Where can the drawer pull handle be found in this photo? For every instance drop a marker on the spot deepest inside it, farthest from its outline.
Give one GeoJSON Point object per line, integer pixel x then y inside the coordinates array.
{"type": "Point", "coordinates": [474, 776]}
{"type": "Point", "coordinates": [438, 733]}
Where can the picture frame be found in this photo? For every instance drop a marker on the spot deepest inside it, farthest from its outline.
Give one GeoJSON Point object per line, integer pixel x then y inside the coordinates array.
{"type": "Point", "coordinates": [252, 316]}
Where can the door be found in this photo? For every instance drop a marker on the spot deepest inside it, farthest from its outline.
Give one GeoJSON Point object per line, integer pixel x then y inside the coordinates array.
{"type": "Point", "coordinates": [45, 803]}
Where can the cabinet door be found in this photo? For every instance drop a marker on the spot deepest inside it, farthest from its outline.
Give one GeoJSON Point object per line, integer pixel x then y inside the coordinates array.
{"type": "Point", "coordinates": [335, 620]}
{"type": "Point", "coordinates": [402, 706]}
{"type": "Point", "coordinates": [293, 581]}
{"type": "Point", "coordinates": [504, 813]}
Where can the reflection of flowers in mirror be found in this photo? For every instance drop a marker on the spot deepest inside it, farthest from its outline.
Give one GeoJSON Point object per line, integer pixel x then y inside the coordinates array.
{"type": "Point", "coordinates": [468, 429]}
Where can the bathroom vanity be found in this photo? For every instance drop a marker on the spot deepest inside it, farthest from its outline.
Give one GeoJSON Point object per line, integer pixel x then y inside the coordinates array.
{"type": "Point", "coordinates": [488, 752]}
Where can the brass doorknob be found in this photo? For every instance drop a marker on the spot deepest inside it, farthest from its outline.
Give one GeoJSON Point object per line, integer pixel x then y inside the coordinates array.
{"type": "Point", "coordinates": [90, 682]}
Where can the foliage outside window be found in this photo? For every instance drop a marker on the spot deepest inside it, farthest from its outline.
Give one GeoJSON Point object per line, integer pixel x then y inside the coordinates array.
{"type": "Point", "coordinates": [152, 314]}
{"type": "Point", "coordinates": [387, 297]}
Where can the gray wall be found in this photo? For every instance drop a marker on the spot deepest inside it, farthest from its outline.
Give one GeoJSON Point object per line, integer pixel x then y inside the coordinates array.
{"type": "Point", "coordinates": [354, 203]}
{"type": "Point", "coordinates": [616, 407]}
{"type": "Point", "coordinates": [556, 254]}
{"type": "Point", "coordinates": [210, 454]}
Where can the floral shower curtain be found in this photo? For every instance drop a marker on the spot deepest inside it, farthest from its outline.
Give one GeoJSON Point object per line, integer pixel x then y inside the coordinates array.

################

» **Your objective**
Reproduce every row above word for word, leaving nothing out and adding nothing.

» **Correct response**
Where can the drawer pull handle be found in this photo? For every instance drop a marker on the spot deepest inside it, farthest from its outline.
Give one GeoJSON Point object per line, integer pixel x then y inside the coordinates array.
{"type": "Point", "coordinates": [474, 776]}
{"type": "Point", "coordinates": [438, 733]}
Where can the picture frame be found in this photo? For every instance drop a marker on the spot deepest inside it, farthest from its outline.
Give one GeoJSON Point object per line, integer pixel x then y inside the coordinates array.
{"type": "Point", "coordinates": [252, 316]}
Where can the door be found in this photo? For every instance drop a marker on the spot deepest inside it, farthest from its outline.
Give one GeoJSON Point object per line, integer pixel x then y inside the coordinates array.
{"type": "Point", "coordinates": [45, 803]}
Where can the cabinet door be found in this photo? For every instance drop a marker on the spot deepest inside it, farthest from its outline.
Give one GeoJSON Point object per line, integer pixel x then y inside the coordinates array.
{"type": "Point", "coordinates": [335, 620]}
{"type": "Point", "coordinates": [402, 706]}
{"type": "Point", "coordinates": [293, 581]}
{"type": "Point", "coordinates": [504, 813]}
Where can the reflection of flowers in mirror be found in this photo? For every instance drop a marker on the spot deepest inside it, farthest from its outline.
Give one GeoJSON Point object per line, integer pixel x then y inside the coordinates array.
{"type": "Point", "coordinates": [468, 429]}
Where can the bathroom vanity be found in this photo? For every instance drop a marker on the spot deepest inside it, farthest from its outline.
Give one GeoJSON Point object per line, integer pixel x then y inside the coordinates array.
{"type": "Point", "coordinates": [488, 752]}
Where can the brass doorknob be found in this photo? For every instance drop a marker on the spot deepest inside it, farthest from its outline.
Give one GeoJSON Point object per line, integer pixel x then y inside the coordinates array.
{"type": "Point", "coordinates": [90, 682]}
Where can the foliage outside window be found in this photo? For every instance drop a marker on the spot deepest inside it, farthest from its outline.
Give one GeoJSON Point object per line, integer pixel x then y inside the coordinates array.
{"type": "Point", "coordinates": [152, 314]}
{"type": "Point", "coordinates": [387, 297]}
Where can the gray wall be found in this photo? For every instance drop a marker on the spot deepest inside it, farthest from its outline.
Give one GeoJSON Point object per line, integer pixel x then y inside the coordinates array.
{"type": "Point", "coordinates": [354, 203]}
{"type": "Point", "coordinates": [616, 407]}
{"type": "Point", "coordinates": [556, 254]}
{"type": "Point", "coordinates": [210, 454]}
Where can the floral shower curtain be found in this photo? For every instance drop a marker on the spot deepest inside it, farthest from its outline.
Give one GeoJSON Point object per line, integer pixel x then y inside the coordinates array.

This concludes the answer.